Point labeling examples
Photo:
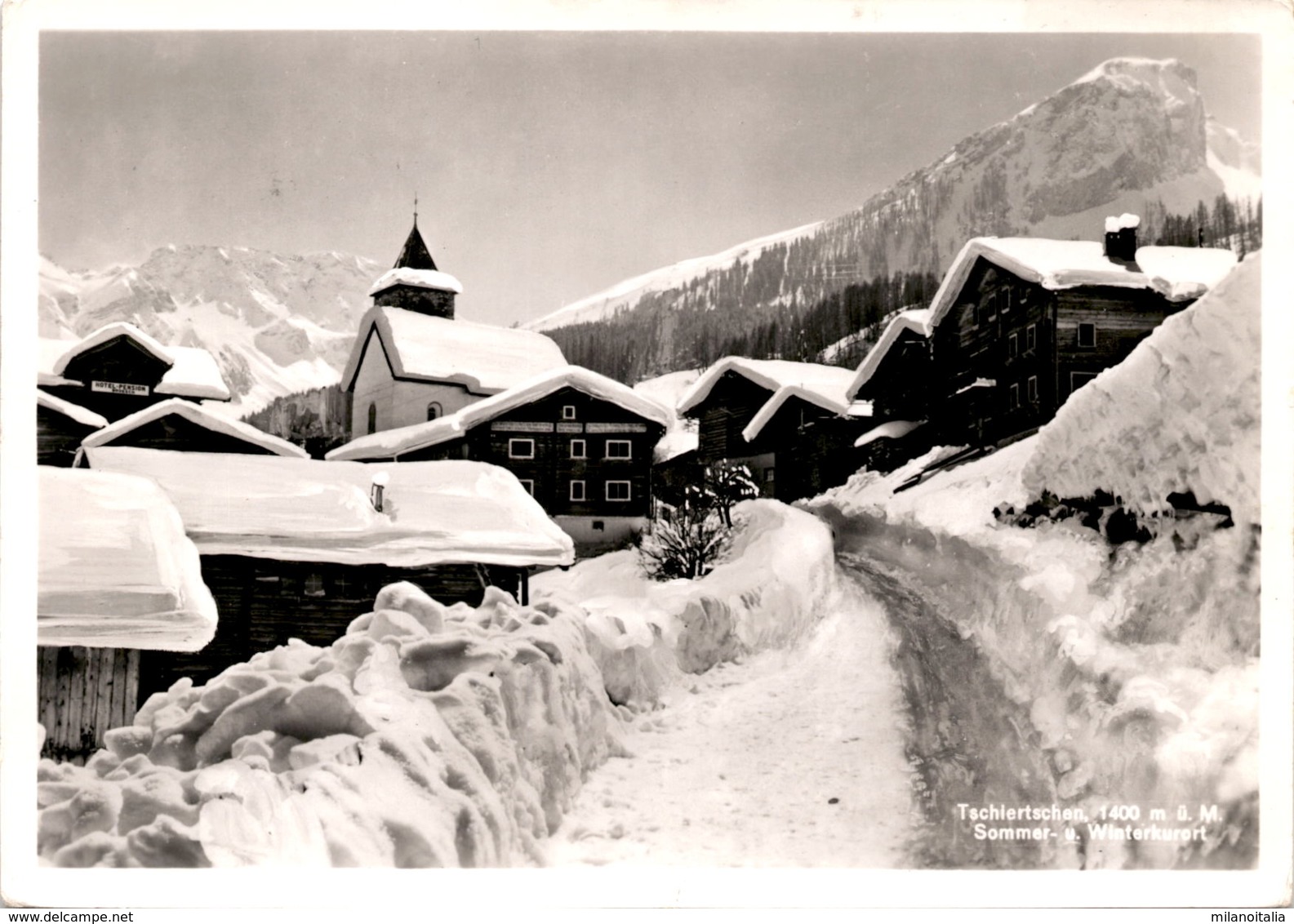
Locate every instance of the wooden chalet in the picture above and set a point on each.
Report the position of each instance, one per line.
(413, 362)
(117, 581)
(580, 443)
(119, 371)
(60, 429)
(189, 427)
(1019, 325)
(296, 548)
(789, 422)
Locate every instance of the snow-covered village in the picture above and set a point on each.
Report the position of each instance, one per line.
(924, 535)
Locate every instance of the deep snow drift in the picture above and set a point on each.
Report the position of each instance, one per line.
(1135, 661)
(424, 736)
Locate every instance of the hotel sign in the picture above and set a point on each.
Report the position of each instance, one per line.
(119, 389)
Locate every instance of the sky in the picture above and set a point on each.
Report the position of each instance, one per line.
(548, 166)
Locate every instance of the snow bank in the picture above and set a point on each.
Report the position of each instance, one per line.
(774, 586)
(424, 736)
(115, 568)
(1181, 415)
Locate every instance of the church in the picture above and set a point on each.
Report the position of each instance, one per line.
(413, 362)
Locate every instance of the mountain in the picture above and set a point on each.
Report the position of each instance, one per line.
(1130, 136)
(276, 324)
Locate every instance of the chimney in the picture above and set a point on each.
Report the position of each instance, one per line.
(1121, 237)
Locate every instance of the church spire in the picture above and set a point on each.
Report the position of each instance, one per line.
(414, 254)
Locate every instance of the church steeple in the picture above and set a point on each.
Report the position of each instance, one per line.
(414, 282)
(414, 254)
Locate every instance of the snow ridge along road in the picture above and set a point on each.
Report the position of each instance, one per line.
(792, 757)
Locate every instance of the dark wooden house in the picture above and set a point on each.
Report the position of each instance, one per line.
(296, 548)
(580, 443)
(1020, 324)
(117, 581)
(189, 427)
(789, 422)
(119, 371)
(60, 429)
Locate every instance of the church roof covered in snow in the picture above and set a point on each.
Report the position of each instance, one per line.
(480, 358)
(915, 320)
(307, 510)
(1178, 273)
(825, 382)
(400, 440)
(199, 417)
(115, 568)
(193, 371)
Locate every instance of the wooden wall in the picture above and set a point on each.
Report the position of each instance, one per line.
(82, 693)
(263, 603)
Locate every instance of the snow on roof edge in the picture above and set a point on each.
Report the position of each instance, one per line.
(74, 411)
(779, 398)
(199, 415)
(402, 440)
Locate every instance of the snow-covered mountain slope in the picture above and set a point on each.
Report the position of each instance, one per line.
(1130, 132)
(276, 324)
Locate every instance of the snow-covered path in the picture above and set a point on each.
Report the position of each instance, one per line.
(794, 757)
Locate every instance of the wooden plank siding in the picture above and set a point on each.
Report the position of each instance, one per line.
(986, 335)
(731, 404)
(82, 693)
(59, 438)
(263, 603)
(554, 466)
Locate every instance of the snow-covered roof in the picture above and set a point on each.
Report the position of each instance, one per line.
(115, 570)
(915, 320)
(192, 371)
(785, 393)
(307, 510)
(400, 440)
(68, 409)
(674, 444)
(891, 430)
(479, 356)
(1178, 273)
(108, 333)
(194, 374)
(198, 415)
(418, 278)
(829, 382)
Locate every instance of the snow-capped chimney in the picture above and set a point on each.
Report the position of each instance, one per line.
(1121, 237)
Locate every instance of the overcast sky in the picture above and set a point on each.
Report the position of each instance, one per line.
(548, 165)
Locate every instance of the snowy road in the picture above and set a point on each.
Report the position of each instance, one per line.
(794, 757)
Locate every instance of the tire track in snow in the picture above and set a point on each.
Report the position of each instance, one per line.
(743, 769)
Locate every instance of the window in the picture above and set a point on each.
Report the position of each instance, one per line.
(520, 449)
(1079, 380)
(619, 449)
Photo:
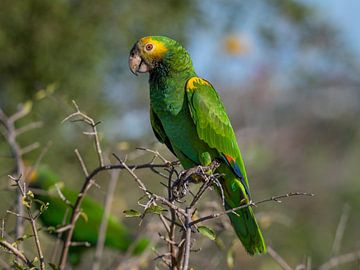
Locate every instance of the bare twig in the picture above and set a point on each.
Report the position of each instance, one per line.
(22, 194)
(16, 252)
(274, 198)
(187, 239)
(27, 197)
(340, 230)
(9, 124)
(104, 221)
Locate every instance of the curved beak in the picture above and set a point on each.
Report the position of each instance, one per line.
(136, 63)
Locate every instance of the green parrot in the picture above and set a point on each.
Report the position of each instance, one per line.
(188, 116)
(118, 237)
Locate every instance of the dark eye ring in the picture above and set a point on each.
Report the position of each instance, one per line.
(149, 47)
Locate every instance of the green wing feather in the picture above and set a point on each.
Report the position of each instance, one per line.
(159, 130)
(212, 122)
(213, 127)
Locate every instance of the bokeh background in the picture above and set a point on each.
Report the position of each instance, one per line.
(288, 73)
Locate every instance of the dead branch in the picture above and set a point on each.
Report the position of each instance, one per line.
(17, 253)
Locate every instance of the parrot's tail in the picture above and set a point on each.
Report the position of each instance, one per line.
(243, 220)
(247, 230)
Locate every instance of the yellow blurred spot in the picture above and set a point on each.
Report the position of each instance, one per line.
(124, 145)
(236, 45)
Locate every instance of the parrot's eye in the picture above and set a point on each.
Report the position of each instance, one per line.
(149, 47)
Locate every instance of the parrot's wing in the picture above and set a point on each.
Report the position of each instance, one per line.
(159, 130)
(213, 125)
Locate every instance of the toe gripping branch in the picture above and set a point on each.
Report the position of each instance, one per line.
(198, 174)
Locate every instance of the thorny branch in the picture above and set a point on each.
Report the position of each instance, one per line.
(23, 196)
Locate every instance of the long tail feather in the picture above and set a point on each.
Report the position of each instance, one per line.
(247, 230)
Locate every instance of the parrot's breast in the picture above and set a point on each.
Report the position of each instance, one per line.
(171, 107)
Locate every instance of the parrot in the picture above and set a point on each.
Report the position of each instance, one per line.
(189, 117)
(43, 180)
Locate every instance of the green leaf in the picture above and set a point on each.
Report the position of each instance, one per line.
(230, 258)
(155, 209)
(131, 213)
(84, 216)
(206, 231)
(53, 266)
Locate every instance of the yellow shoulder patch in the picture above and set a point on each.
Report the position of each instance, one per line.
(195, 80)
(159, 48)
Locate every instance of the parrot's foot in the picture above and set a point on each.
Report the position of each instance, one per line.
(196, 174)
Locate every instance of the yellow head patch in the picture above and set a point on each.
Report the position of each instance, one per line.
(192, 82)
(153, 47)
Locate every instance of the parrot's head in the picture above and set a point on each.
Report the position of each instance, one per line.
(153, 53)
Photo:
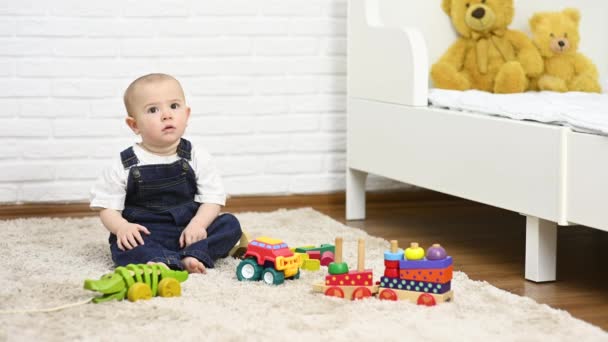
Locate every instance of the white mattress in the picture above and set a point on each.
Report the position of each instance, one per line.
(583, 112)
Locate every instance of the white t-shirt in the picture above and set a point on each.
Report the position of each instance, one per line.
(110, 189)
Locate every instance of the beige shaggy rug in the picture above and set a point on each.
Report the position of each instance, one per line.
(45, 262)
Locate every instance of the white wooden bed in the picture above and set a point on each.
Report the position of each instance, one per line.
(551, 174)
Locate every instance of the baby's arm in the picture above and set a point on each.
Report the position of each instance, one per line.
(128, 234)
(197, 228)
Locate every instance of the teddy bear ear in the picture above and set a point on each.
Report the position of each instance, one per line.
(535, 20)
(573, 14)
(447, 6)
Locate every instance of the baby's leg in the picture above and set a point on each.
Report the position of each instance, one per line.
(150, 251)
(193, 265)
(222, 235)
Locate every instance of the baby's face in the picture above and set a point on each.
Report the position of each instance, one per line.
(160, 113)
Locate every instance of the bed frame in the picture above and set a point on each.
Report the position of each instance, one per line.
(551, 174)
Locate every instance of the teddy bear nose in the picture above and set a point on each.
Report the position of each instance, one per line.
(478, 13)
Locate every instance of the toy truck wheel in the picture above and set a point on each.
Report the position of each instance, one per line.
(334, 291)
(248, 269)
(169, 287)
(139, 291)
(273, 277)
(387, 295)
(362, 293)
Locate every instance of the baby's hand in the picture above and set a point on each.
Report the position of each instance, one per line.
(129, 236)
(193, 233)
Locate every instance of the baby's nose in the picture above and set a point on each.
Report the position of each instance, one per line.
(479, 13)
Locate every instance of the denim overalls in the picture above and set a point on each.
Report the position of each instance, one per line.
(160, 197)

What you have to do: Output the material word for word, omitting its pictures.

Correct output:
Photo:
Locate every instance of the wooden chalet in the picture above and set a point on each.
Report the position of each instance, one per line.
(413, 362)
(117, 581)
(580, 443)
(119, 371)
(60, 429)
(189, 427)
(1019, 325)
(296, 548)
(789, 422)
Locate every instance of the snow-covered village in the picture above and set a point on each.
Report the position of each instance, one per line.
(924, 535)
Locate every instance of the deep snow drift in the picture above and set a point on each.
Report the position of each instance, one per line.
(1135, 661)
(424, 736)
Locate every instance of the hotel sign in the picture above and set a point on each.
Report the position of each instance, one per line.
(119, 389)
Locate every instance of the sky in the picture above and set a point on each.
Report the position of each instance, one per line.
(548, 166)
Locate every instance of the snow bank in the picture above and set a point on each.
Report the position of each instance, one per line.
(774, 586)
(424, 736)
(115, 568)
(1181, 415)
Locate every instance of the church in the picture above and set a point on each.
Report the position of each instance, one per line.
(413, 362)
Locate every instance of the mountain in the picture above and set a point on each.
Report the position of each instance, one per line.
(1130, 136)
(276, 324)
Locate every instance of the chimney in the picture above and set a point on each.
Report the position of each instance, one per line.
(1121, 237)
Locate every instance of the church spire in the picture above and set a point on each.
Report the position of each instance, one per line.
(414, 254)
Locate every instance of the church steeple in the picture above and set a point on each.
Report the position of each instance, one per line.
(414, 282)
(414, 254)
Locate every instance of the snow ridge along road in the picture above and set a point on each.
Report the position of each instance, one per line.
(792, 757)
Locate every instance of the dark wooden house in the picture above and set a point on each.
Report the position of each instance, one per line.
(296, 548)
(580, 443)
(1020, 324)
(117, 581)
(189, 427)
(789, 422)
(119, 371)
(60, 429)
Locate every instance of the church roof covered in snow in the picture above and set a point on each.
Report the position of each instance, one per line.
(480, 358)
(915, 320)
(307, 510)
(1178, 273)
(825, 382)
(400, 440)
(199, 417)
(115, 568)
(193, 371)
Locate every instance of the wooden wall in the picture above and set a point on each.
Report the position of each instance, one per line.
(82, 693)
(263, 603)
Locate every instance of the snow on roof edge in the picture above and set a point on each.
Report the position of each instance, one per line.
(74, 411)
(779, 398)
(199, 415)
(402, 440)
Locate every instance of the snow-covered mountain slope in the picture above and set a point on each.
Report the position of each instance, one per line.
(1130, 132)
(276, 324)
Locate every instance of the snow-covered path in the picture above and set a point on each.
Report the position of each instance, one per line.
(794, 757)
Locate every instance of the wooden plank siding in the picture above and set a point on each.
Report the position of each instance, one per line.
(986, 335)
(731, 404)
(82, 693)
(59, 438)
(263, 603)
(554, 466)
Locate every instance of the snow-covered roof in the picture above and set a point on each.
Report the position of each instance, one per line.
(115, 570)
(915, 320)
(192, 371)
(785, 393)
(307, 510)
(400, 440)
(68, 409)
(674, 444)
(891, 430)
(479, 356)
(1178, 273)
(108, 333)
(194, 374)
(198, 415)
(418, 278)
(829, 382)
Locate every instance of the snow-capped chimney in the picture above and set a point on each.
Report the position of each instance, one per line.
(1121, 237)
Locate every instance of the overcast sky in the picture above and set a point on each.
Report the position of each instance, one per line.
(548, 165)
Locate every instance of the snowy road in the picture above and set a point on each.
Report the position of each instance, one per line.
(794, 757)
Locate every instance of the tire track in snow in the picture above and set a point on each.
Report the position of each instance, one per line.
(743, 769)
Locate every instance of the window in the picture above and set a point on each.
Report the position of each instance, one per line.
(520, 449)
(1079, 380)
(619, 449)
Photo:
Locate every instance of the bare twig in the picture above and set a point on each.
Report the position of each instance, one per line.
(22, 194)
(16, 252)
(274, 198)
(187, 239)
(27, 197)
(340, 230)
(9, 124)
(104, 221)
Locate every instance of the curved beak in the picture above and set a point on each.
Report the position of each instance, one per line.
(136, 63)
Locate every instance of the green parrot in the picture above and set a point on each.
Report the position of each instance, one per line.
(188, 116)
(118, 237)
Locate every instance of the dark eye ring in the picture above and set a point on each.
Report the position of each instance, one per line.
(149, 47)
Locate every instance of the green wing feather in the picture above and set a point on each.
Report the position of each instance, one per line.
(159, 130)
(212, 122)
(213, 127)
Locate every instance of the bokeh background in the picture above and set a point on each.
Report the position of each instance, one per line.
(288, 73)
Locate every instance of the dead branch in the picture above and set a point on each.
Report the position of each instance, one per line.
(17, 253)
Locate every instance of the parrot's tail in the picture above and set a point on each.
Report the position of each instance, one per line.
(243, 220)
(247, 230)
Locate every instance of the yellow blurred spot in the picture above and set a point on each.
Report the position of each instance, one per line.
(124, 145)
(236, 45)
Locate every instance of the parrot's eye in the picture above and set a point on each.
Report the position of each instance, one per line.
(149, 47)
Locate every instance of the parrot's wing in the picture above and set a point on each.
Report the position of each instance, one per line.
(159, 130)
(213, 125)
Locate every instance of the toe gripping branch in the picture above and set a point on each.
Report the position of each instance, one per line.
(198, 174)
Locate every instance of the thorny branch in the picture above and set a point on each.
Report the position of each instance, one per line.
(23, 196)
Locate every instance of the long tail feather in the picture above and set a point on each.
Report the position of each instance, one per line.
(247, 230)
Locate every instance of the parrot's breast in the picture above and set a point on each.
Report the position of each instance, one per line.
(171, 107)
Locate every instance of the parrot in the picture above and set a point on each.
Report the position of each instance, one per line.
(189, 117)
(43, 180)
Locate every instance of the green leaf in the picture above and set a point on each.
Report the position of each instance, one per line.
(230, 258)
(155, 209)
(131, 213)
(84, 216)
(206, 231)
(53, 266)
Locate every instance of the yellow shoulder patch in the picture above and set a point on each.
Report the position of each instance, one per line.
(195, 80)
(159, 48)
Locate every instance of the parrot's foot in the picture above and set a point on each.
Report the position of each instance, one per line.
(196, 174)
Locate every instance of the yellow head patch in the picture above and set a point on each.
Report the position of each instance, one per line.
(192, 82)
(153, 47)
Locate every instance of the parrot's head in the picture above and set a point on each.
Report the position of each instance, one per line.
(153, 53)
Photo:
Locate every instance of the white mattress in the picture above and set a point on each.
Report the position of each instance, one per line.
(583, 112)
Locate every instance of the white t-shirt in the picture above and set a point on each.
Report the position of each instance, one per line.
(110, 189)
Locate every instance of the beige shaggy rug in the picture above and set a point on each.
Report the position of each instance, one per line.
(45, 262)
Locate every instance of the white wooden bed in the picture above and set a point on each.
Report the position of each instance, one per line.
(551, 174)
Locate every instance of the baby's arm in the picture above and set a point on each.
Report the position of each instance, one per line.
(128, 234)
(197, 228)
Locate every instance of the teddy bear ear in the picture above and set a point on each.
Report the position of each instance, one per line.
(535, 20)
(573, 14)
(447, 6)
Locate every instance of the baby's leg in the picture above and set a point on each.
Report the position of each instance, one per line.
(150, 251)
(193, 265)
(222, 235)
Locate every instance of the baby's face in the picture above and set a point on each.
Report the position of each instance, one per line.
(160, 113)
Locate every instance of the bed frame in the picture above and set a point on each.
Report the position of each instance, one per line.
(551, 174)
Locate every instance of the teddy bear nose in the picture above and set a point on each.
Report the position of each instance, one per line.
(478, 13)
Locate every instance of the toy truck wheel in the picture above and set a point on each.
Report the position of each instance, one per line.
(334, 291)
(248, 269)
(169, 287)
(139, 291)
(273, 277)
(387, 295)
(362, 293)
Locate every instance of the baby's hand in the picture above and set a point on each.
Report the position of each instance, one per line.
(129, 236)
(193, 233)
Locate every instance of the baby's nose in the picture above and set a point on each.
Report the position of each instance, one per line.
(479, 13)
Locate every instance of the denim overalls in the picture above and set a point on each.
Report the position of each instance, one per line.
(160, 197)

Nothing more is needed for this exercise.